### TEXT PASSAGE
-- start --

4
[root@localhost opt]# cat cfg
key = value
[root@localhost opt]# grep 'key\s*=\s*.+' cfg
[root@localhost opt]# 

My intent is: the = sign may be followed by zero or more spaces, but must be followed one or more non-space characters.

Why doesn't it output the line key = value?

xmllmx
  • 1,750
  • 2
  • 19
  • 29

2 Answers2

11

Observe:

$ grep 'key\s*=\s*.+' cfg
$ grep 'key\s*=\s*.\+' cfg
key = value
$ grep -E 'key\s*=\s*.+' cfg
key = value

In Basic Regular Expressions (BRE, the default), + means a plus sign. As a GNU extension, one can signal one-or-more-of-the-previous-character using \+. This is also true of ?, {, |, and (. Unless escaped with a backslash, these are all treated a ordinary characters under BRE.

The rules change if you use Extended Regular Expressions, -E. For ERE, the backslash isn't needed and a plain + means one-or-more-of-the-previous-character. Under ERE, \+ means a plain normal plus sign.

John1024
  • 73,527
  • 11
  • 167
  • 163
  • Technically, `\+` is a feature of *enhanced* BREs (like we need even more flavors of REs in POSIX). `grep` appears to pass the `REG_ENHANCED` flag to `regcomp()`; otherwise, you would have to use `{1,}` like `expr` does. – chepner Aug 12 '16 at 11:59
  • But `grep -E 'key\s*=\s*.+'` does match `key = ` (with one or more trailing space) as that's a `=` followed by 0 space (which matches `\s*`) followed by one space character (which matches `.`). Also note that `\s`/`\S` are not standard/portable. You'd want `grep -Ex 'key\s*=\s*\S.*'` or `grep -E '^key\s*=\s*\S'` to force at least one non-space after the `=`. `[[:space:]]` is the standard equivalent of `\s`, though here, `[[:blank:]]` may make more sense. – Stéphane Chazelas Aug 12 '16 at 12:27
  • Note that `\+` in BRE is a GNU extension. In standard BREs, `+` is written `\{1,\}`. – Stéphane Chazelas Aug 12 '16 at 12:58
  • @chepner Yes. Answer updated to note that `\+` under BRE is a GNU extension. (When originally posted, this question was tagged Linux, I see that that tag has since been removed.) – John1024 Aug 15 '16 at 20:08
  • @StéphaneChazelas I see that you have posted (+1) a thorough exploration of this regex. – John1024 Aug 15 '16 at 20:09
1
key\s*=\s*.+

is GNU ERE syntax (assuming you want \s to match any spacing character, and + to match one or more of the preceding atom), so you'd need the GNU implementation of grep and pass the -E option.

-- end --

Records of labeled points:
-- start --

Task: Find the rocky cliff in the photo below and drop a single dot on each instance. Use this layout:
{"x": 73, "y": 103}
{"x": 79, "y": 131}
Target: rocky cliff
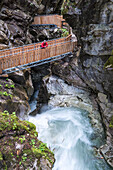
{"x": 16, "y": 17}
{"x": 92, "y": 22}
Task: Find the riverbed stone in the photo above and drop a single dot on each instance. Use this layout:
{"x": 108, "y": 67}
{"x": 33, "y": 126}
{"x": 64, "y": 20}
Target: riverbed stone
{"x": 59, "y": 94}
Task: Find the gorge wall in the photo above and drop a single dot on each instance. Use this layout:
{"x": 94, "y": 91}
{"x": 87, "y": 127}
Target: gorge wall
{"x": 92, "y": 22}
{"x": 16, "y": 17}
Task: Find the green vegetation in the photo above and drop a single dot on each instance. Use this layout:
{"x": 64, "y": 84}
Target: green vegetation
{"x": 109, "y": 62}
{"x": 13, "y": 130}
{"x": 111, "y": 122}
{"x": 4, "y": 89}
{"x": 68, "y": 5}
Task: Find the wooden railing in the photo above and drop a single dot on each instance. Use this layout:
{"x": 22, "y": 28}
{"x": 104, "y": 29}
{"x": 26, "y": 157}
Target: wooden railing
{"x": 18, "y": 56}
{"x": 27, "y": 54}
{"x": 49, "y": 19}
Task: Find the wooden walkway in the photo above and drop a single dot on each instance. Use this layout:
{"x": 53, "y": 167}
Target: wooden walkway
{"x": 24, "y": 55}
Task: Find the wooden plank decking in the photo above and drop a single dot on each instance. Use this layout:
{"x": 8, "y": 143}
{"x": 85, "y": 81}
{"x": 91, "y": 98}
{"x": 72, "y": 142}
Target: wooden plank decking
{"x": 30, "y": 53}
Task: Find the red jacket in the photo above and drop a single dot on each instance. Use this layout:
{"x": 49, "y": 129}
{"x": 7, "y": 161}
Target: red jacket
{"x": 44, "y": 44}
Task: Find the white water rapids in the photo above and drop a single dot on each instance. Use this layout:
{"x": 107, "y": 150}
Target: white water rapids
{"x": 67, "y": 131}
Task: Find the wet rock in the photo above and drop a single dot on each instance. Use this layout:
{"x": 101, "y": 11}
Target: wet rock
{"x": 20, "y": 147}
{"x": 55, "y": 92}
{"x": 13, "y": 97}
{"x": 17, "y": 16}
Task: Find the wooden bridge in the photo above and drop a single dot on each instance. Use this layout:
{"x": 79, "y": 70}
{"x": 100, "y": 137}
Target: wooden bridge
{"x": 18, "y": 58}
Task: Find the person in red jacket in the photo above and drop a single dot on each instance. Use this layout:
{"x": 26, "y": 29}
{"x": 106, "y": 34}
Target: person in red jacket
{"x": 44, "y": 44}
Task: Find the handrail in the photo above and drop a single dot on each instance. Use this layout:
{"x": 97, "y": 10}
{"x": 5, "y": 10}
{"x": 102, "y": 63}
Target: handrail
{"x": 26, "y": 54}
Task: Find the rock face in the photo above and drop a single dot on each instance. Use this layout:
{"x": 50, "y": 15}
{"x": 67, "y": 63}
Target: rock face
{"x": 56, "y": 93}
{"x": 93, "y": 25}
{"x": 19, "y": 146}
{"x": 16, "y": 17}
{"x": 92, "y": 22}
{"x": 15, "y": 93}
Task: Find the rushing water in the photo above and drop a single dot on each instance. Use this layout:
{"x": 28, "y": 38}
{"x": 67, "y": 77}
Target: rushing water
{"x": 67, "y": 131}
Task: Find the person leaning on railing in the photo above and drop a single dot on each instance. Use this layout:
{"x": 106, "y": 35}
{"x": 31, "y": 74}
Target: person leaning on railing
{"x": 44, "y": 44}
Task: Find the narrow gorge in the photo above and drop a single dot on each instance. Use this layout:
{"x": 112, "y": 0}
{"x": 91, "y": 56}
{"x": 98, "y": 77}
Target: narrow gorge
{"x": 68, "y": 101}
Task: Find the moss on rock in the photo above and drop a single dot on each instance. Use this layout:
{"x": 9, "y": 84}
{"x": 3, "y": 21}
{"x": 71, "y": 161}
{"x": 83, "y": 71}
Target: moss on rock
{"x": 19, "y": 144}
{"x": 111, "y": 123}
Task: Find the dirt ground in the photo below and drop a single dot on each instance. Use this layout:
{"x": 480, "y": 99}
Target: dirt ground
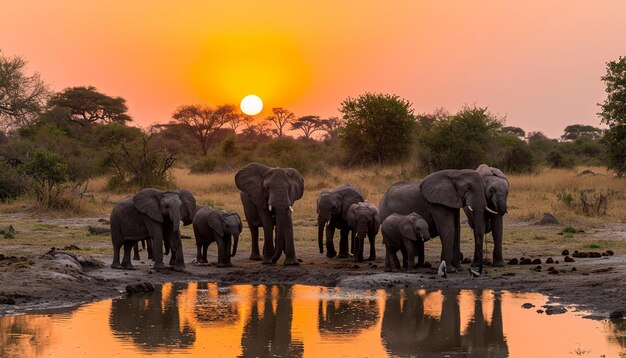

-- end --

### WHAT TO DO
(1) In the grep thread, list every character that the first answer says is treated as an ordinary character under BRE unless it is escaped with a backslash.
(2) Extract word for word the part of the grep thread from "In Basic Regular" up to and including "characters under BRE.".

### THE SOLUTIONS
(1) +, ?, {, |, (

(2)
In Basic Regular Expressions (BRE, the default), + means a plus sign. As a GNU extension, one can signal one-or-more-of-the-previous-character using \+. This is also true of ?, {, |, and (. Unless escaped with a backslash, these are all treated a ordinary characters under BRE.